• _EXERCISE TASK_
Print the data below line for line, without changing anything.

---- ROWS

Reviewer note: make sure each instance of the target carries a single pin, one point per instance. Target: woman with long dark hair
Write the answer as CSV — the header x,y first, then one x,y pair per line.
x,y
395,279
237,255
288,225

--------

• _OUTPUT FOR THIS EXERCISE_
Reviewer note: make sure each instance of the target carries a single pin, one point per instance. Target: woman with long dark hair
Write the answer as CSV — the header x,y first, then one x,y pair per line.
x,y
395,279
237,255
288,225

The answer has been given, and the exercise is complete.